* RECORDS SHOWN
★ ★ ★ ★ ★

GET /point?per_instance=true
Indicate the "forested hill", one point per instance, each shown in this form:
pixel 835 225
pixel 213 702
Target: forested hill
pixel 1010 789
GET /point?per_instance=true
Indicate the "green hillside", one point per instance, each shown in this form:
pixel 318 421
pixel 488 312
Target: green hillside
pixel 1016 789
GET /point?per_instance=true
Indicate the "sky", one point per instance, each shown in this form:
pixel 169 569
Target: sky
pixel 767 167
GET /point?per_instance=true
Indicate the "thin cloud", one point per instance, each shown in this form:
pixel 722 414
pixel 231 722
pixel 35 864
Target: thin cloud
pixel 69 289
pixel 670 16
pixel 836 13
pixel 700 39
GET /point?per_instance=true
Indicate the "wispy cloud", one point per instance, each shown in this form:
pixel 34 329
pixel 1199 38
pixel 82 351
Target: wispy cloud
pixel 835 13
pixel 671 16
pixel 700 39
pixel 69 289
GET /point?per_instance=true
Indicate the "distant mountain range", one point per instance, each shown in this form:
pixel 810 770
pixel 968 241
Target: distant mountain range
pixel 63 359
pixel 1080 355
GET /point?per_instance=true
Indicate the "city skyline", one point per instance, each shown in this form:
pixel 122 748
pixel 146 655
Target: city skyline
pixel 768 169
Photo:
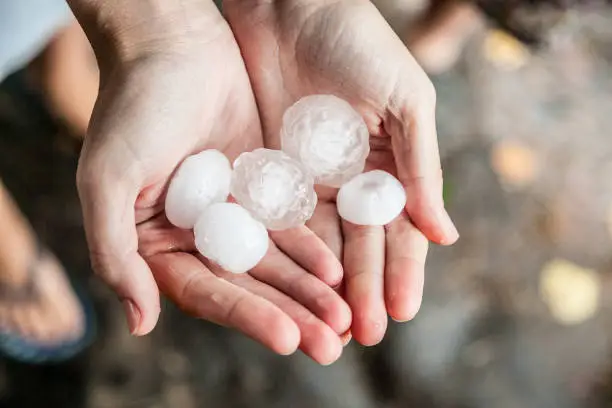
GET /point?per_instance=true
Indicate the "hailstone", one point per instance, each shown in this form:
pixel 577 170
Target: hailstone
pixel 202 179
pixel 326 135
pixel 276 189
pixel 372 198
pixel 227 235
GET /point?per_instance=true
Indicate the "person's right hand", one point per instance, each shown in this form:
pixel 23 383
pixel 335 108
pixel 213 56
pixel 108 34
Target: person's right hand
pixel 164 99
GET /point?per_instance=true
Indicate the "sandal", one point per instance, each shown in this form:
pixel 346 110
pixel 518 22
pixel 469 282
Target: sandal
pixel 15 346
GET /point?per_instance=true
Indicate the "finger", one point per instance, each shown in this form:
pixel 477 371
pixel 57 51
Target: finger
pixel 415 146
pixel 310 252
pixel 346 338
pixel 364 262
pixel 197 291
pixel 318 340
pixel 325 223
pixel 406 250
pixel 280 272
pixel 158 235
pixel 107 200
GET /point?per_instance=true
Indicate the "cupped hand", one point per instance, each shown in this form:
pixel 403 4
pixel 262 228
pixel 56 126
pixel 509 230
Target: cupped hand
pixel 177 98
pixel 294 48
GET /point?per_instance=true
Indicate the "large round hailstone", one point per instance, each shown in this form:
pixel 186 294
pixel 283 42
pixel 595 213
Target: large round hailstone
pixel 276 189
pixel 328 136
pixel 372 198
pixel 202 179
pixel 227 235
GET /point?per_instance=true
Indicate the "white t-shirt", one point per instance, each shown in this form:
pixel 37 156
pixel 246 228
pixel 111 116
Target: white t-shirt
pixel 26 27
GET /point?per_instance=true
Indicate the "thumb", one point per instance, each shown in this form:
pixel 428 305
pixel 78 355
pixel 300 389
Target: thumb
pixel 415 146
pixel 108 195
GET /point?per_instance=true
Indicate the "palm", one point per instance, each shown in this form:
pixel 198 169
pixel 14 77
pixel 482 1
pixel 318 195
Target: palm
pixel 296 48
pixel 150 118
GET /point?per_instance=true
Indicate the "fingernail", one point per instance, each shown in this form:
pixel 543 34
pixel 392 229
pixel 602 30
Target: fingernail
pixel 132 315
pixel 346 338
pixel 450 230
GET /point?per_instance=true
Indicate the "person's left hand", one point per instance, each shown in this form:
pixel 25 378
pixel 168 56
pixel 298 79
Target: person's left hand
pixel 294 48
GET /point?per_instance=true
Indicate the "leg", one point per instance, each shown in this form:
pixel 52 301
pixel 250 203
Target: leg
pixel 67 73
pixel 48 314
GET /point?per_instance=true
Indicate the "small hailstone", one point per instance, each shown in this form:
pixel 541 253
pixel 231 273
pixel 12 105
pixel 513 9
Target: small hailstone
pixel 226 234
pixel 372 198
pixel 326 135
pixel 202 179
pixel 275 188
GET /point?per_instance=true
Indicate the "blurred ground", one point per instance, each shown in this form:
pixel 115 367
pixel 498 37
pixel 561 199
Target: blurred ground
pixel 517 314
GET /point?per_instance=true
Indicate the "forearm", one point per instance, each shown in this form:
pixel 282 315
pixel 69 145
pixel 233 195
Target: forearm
pixel 129 29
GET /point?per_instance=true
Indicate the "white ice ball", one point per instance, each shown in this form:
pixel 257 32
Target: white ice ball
pixel 227 235
pixel 275 188
pixel 328 136
pixel 202 179
pixel 372 198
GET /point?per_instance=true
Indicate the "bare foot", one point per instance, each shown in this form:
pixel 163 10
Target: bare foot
pixel 43 310
pixel 437 42
pixel 37 302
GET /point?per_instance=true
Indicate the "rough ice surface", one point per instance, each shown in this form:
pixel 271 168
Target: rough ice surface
pixel 372 198
pixel 276 189
pixel 227 235
pixel 202 179
pixel 326 135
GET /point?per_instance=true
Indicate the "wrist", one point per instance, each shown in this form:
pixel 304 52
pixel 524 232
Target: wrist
pixel 123 31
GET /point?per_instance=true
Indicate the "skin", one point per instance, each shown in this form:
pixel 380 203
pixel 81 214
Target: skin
pixel 294 48
pixel 53 315
pixel 173 82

★ ★ ★ ★ ★

Output nothing but the records, word for word, and none of their pictures.

GET /point?per_instance=true
Indicate the "forested hill", one point per instance, each shown in this form:
pixel 835 225
pixel 213 702
Target: forested hill
pixel 1010 789
GET /point?per_instance=true
Indicate the "green hillside", one point per instance, each shown in this form:
pixel 318 421
pixel 488 312
Target: green hillside
pixel 1016 789
GET /point?per_instance=true
Indicate the "sky", one point per instance, each shown in this form:
pixel 169 569
Target: sky
pixel 767 167
GET /point?per_instance=true
Indicate the "thin cloud", one point per instance, each shown in this form:
pixel 722 414
pixel 231 722
pixel 35 864
Target: thin cloud
pixel 69 289
pixel 670 16
pixel 836 13
pixel 700 39
GET /point?per_instance=true
Indicate the "wispy cloud", one point per instance, each shown in this form:
pixel 34 329
pixel 1199 38
pixel 82 351
Target: wispy cloud
pixel 835 13
pixel 671 16
pixel 700 39
pixel 69 289
GET /point?per_instance=true
Indicate the "distant mountain range", one point per instance, each shown in this form:
pixel 810 770
pixel 968 241
Target: distant mountain range
pixel 63 359
pixel 1080 355
GET /point?per_instance=true
Indicate the "city skyline", one point per instance, each shown in this form:
pixel 122 748
pixel 146 655
Target: city skyline
pixel 768 169
Photo:
GET /point?per_instance=true
Indicate the "hailstone", one point per instance, each shown in this form:
pixel 577 170
Target: hailstone
pixel 202 179
pixel 326 135
pixel 276 189
pixel 372 198
pixel 227 235
GET /point?per_instance=true
Indicate the "person's right hand", one point per instance, each shown in this form:
pixel 23 383
pixel 335 108
pixel 213 56
pixel 108 34
Target: person's right hand
pixel 164 99
GET /point?per_instance=true
Indicate the "sandal", one point per instance, each shown in this form:
pixel 346 110
pixel 518 22
pixel 469 282
Target: sandal
pixel 15 346
GET /point?per_instance=true
Indicate the "finger", one point per instance, each shown in this form:
pixel 477 371
pixel 57 51
Target: finger
pixel 415 146
pixel 310 252
pixel 346 338
pixel 364 262
pixel 197 291
pixel 318 340
pixel 325 223
pixel 406 250
pixel 280 272
pixel 158 235
pixel 107 200
GET /point?per_instance=true
Indicate the "cupped hand", one point per instance, each shown in this form:
pixel 403 4
pixel 262 228
pixel 56 126
pixel 509 230
Target: cupped hand
pixel 177 98
pixel 294 48
GET /point?per_instance=true
Indicate the "large round hailstone", one point per instance, each shown in this form:
pixel 186 294
pixel 283 42
pixel 595 213
Target: large round hailstone
pixel 276 189
pixel 328 136
pixel 372 198
pixel 202 179
pixel 227 235
GET /point?per_instance=true
Indicate the "white t-shirt", one point per instance, each shown in this form:
pixel 37 156
pixel 246 228
pixel 111 116
Target: white t-shirt
pixel 26 27
GET /point?per_instance=true
Indicate the "thumb", one point per instance, each shown in this form:
pixel 428 305
pixel 78 355
pixel 300 389
Target: thumb
pixel 415 146
pixel 108 195
GET /point?per_instance=true
Indicate the "palm", one point per instance, each shown in this form:
pixel 198 169
pixel 14 77
pixel 482 1
pixel 318 195
Target: palm
pixel 296 48
pixel 150 118
GET /point?per_instance=true
Indicate the "fingernail", one point per instance, each shown in this form:
pixel 543 34
pixel 392 229
pixel 602 30
Target: fingernail
pixel 132 315
pixel 346 338
pixel 450 230
GET /point?per_instance=true
Indicate the "person's left hand", one point per instance, each shown in this form:
pixel 25 378
pixel 168 56
pixel 298 79
Target: person's left hand
pixel 294 48
GET /point?per_instance=true
Indicate the "leg", one point per instance, each shown in this form:
pixel 52 301
pixel 250 203
Target: leg
pixel 67 73
pixel 48 314
GET /point?per_instance=true
Indicate the "small hailstone", one point per instance, each shown in this form:
pixel 541 253
pixel 231 273
pixel 12 105
pixel 513 9
Target: small hailstone
pixel 226 234
pixel 372 198
pixel 326 135
pixel 202 179
pixel 275 188
GET /point?per_instance=true
Indicate the "blurred ground", one point per instance, each shown in this form:
pixel 115 367
pixel 498 37
pixel 561 199
Target: blurred ground
pixel 517 314
GET /point?per_instance=true
Indicate the "forearm", one point per instance, each shown in this form:
pixel 282 315
pixel 69 145
pixel 233 195
Target: forearm
pixel 129 29
GET /point?per_instance=true
Indicate the "white ice ball", one point per instance, each shown in this form:
pixel 257 32
Target: white ice ball
pixel 227 235
pixel 275 188
pixel 328 136
pixel 202 179
pixel 372 198
GET /point?per_instance=true
Indicate the "bare foot", one point per instance, each shown in this form:
pixel 163 10
Target: bare foot
pixel 43 310
pixel 437 42
pixel 37 302
GET /point?per_instance=true
Indicate the "rough ice surface", one point per instance, each shown in this form:
pixel 271 168
Target: rough ice surface
pixel 372 198
pixel 276 189
pixel 227 235
pixel 202 179
pixel 326 135
GET /point?per_instance=true
Indicate the "wrist", one point per instance, each shown in this form:
pixel 304 52
pixel 524 232
Target: wrist
pixel 123 31
GET /point?per_instance=true
Indicate the "skin", one point per instance, each shown in this form:
pixel 380 203
pixel 81 214
Target: skin
pixel 294 48
pixel 53 315
pixel 173 82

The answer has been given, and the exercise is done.